:: Objective ::
Please copy out the data starting at the line that has "Curation task — class label: cap" and ending after the line that has "[561,561,945,896]", requests included. Raise every bounding-box coordinate in the answers by 68.

:: Task data ::
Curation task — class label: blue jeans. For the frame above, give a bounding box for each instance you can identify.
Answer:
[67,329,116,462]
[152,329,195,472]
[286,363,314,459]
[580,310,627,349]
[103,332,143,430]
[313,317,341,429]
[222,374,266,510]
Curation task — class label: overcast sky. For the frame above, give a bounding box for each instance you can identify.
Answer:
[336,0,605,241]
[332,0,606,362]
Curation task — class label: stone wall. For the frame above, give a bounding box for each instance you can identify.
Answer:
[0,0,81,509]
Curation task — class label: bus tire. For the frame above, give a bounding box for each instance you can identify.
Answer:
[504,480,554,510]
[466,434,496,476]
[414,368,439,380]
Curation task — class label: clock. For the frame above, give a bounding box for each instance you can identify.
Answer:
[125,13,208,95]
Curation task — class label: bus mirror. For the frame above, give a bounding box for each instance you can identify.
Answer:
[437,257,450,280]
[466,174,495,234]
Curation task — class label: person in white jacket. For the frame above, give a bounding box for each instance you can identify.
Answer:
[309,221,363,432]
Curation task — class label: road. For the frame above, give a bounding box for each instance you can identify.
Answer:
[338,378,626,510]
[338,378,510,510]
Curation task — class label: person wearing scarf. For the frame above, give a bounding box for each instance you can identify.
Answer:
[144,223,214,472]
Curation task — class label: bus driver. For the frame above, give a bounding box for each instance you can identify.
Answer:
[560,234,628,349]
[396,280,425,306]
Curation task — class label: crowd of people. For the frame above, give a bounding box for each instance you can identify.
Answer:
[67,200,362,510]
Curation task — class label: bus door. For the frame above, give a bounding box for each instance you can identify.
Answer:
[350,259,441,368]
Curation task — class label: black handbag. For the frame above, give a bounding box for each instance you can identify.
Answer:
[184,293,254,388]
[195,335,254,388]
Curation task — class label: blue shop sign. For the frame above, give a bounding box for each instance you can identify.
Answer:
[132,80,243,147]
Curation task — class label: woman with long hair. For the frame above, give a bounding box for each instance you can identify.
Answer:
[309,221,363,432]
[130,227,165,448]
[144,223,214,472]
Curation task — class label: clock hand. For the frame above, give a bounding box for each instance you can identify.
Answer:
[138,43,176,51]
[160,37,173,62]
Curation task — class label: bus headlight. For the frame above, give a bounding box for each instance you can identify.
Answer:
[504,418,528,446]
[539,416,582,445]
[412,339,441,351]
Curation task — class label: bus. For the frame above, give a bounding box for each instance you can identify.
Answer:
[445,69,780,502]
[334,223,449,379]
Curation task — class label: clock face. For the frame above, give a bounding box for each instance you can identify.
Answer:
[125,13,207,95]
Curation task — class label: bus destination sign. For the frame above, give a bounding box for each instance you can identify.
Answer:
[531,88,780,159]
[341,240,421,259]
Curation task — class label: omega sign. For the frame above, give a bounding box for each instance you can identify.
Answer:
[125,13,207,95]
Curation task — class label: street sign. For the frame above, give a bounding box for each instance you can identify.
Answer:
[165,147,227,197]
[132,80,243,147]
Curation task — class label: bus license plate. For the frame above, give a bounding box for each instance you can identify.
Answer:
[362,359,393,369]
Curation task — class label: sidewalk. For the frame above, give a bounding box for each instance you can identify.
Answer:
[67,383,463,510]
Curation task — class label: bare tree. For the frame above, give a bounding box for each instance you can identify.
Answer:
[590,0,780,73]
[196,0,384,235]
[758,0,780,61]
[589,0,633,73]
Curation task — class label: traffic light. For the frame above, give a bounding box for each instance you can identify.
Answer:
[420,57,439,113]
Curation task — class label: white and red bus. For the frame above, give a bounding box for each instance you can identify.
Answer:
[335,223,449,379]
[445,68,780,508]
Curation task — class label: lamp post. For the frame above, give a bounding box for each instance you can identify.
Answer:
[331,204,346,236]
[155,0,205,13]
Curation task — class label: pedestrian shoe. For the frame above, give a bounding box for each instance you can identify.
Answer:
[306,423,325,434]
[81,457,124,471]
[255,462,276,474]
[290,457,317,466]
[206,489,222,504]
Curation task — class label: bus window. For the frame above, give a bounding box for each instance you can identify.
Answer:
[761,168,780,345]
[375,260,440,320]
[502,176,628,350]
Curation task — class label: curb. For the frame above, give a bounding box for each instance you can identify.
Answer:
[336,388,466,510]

...

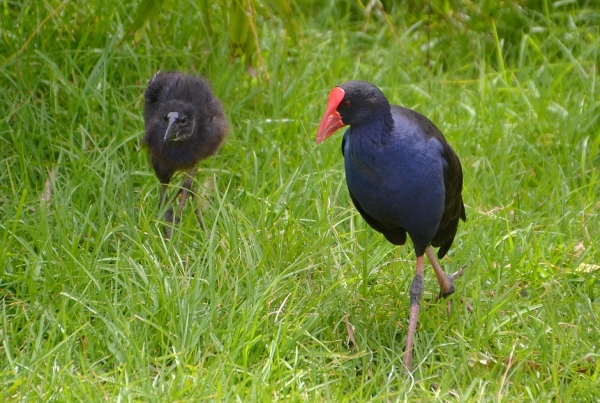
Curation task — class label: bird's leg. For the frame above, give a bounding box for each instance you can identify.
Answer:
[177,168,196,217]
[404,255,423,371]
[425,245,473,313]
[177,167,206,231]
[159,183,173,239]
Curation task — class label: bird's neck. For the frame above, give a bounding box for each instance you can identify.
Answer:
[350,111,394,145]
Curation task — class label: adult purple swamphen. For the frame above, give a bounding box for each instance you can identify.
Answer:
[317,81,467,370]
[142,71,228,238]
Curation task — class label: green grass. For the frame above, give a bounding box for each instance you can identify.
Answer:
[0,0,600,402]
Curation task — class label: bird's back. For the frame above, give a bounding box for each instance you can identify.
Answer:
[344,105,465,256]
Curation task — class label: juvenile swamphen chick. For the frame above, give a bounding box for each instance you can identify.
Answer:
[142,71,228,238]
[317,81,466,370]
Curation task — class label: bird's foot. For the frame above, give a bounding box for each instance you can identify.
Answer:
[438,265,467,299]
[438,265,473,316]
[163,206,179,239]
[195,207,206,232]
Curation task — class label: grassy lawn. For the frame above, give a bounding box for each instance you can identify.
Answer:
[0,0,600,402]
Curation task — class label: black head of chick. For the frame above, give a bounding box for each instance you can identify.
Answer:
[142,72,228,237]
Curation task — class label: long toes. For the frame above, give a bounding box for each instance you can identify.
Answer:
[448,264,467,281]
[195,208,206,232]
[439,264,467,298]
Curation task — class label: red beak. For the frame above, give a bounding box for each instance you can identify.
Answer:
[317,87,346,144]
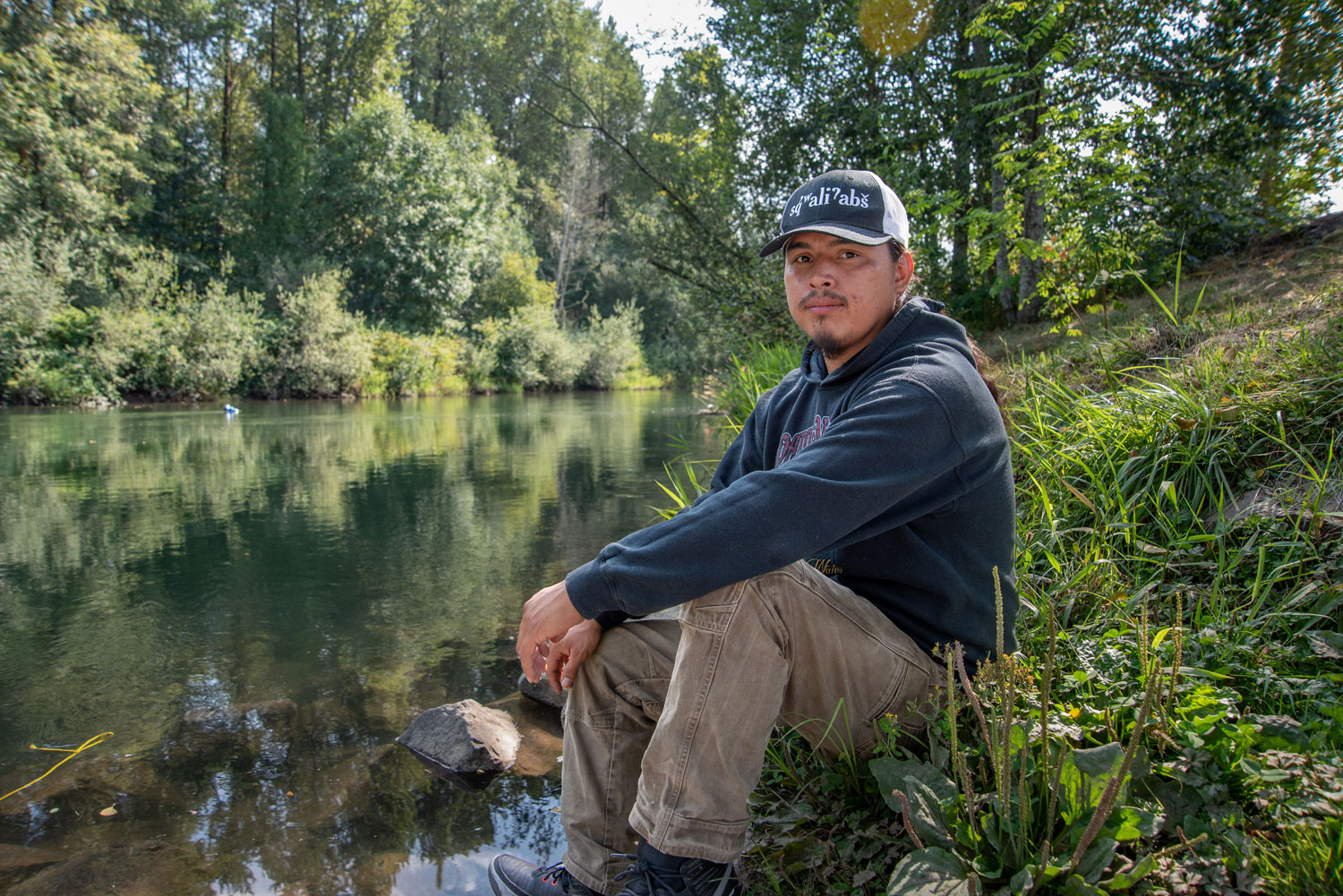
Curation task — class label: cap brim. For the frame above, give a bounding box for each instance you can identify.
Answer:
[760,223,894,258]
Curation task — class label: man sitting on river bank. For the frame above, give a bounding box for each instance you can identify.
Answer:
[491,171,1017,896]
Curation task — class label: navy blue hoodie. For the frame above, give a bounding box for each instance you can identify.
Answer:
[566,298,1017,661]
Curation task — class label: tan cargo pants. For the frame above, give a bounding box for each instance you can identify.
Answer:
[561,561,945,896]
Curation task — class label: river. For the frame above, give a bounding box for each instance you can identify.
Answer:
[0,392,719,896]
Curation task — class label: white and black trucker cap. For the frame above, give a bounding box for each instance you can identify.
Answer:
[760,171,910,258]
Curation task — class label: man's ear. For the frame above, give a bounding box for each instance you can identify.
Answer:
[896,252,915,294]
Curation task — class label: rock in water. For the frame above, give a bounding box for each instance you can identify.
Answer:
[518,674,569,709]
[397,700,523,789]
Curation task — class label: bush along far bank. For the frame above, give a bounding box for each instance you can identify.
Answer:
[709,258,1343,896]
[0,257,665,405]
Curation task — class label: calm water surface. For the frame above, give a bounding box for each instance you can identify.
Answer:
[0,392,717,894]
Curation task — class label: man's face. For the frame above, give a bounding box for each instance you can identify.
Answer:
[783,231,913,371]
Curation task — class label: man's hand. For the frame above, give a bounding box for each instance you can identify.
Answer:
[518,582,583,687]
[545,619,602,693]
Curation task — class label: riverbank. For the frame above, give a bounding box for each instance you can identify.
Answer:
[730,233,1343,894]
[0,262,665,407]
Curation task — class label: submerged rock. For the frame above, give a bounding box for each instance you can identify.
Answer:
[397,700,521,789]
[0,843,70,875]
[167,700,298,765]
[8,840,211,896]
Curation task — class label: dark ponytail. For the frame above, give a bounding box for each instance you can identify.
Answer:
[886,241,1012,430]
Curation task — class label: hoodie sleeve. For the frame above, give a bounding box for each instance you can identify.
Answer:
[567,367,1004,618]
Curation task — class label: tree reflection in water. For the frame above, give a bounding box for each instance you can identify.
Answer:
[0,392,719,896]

:: Exercise output ::
Curation task — class label: cap brim. For the frame above, give a bounding box for each instance you can identify.
Answer:
[828,291,962,326]
Curation task — class label: man sitting on river bank. For the frame above, give a bounding box for each instance you can identify.
Answer:
[559,239,1085,964]
Curation task — class label: navy blue hoodie. For the frame above, give a bounding box for each instance you can identify.
Answer:
[634,366,1085,729]
Curation task — class label: tan cargo pants. For the frame above, give a bounding box for each instance you can identify.
Answer:
[629,629,1013,964]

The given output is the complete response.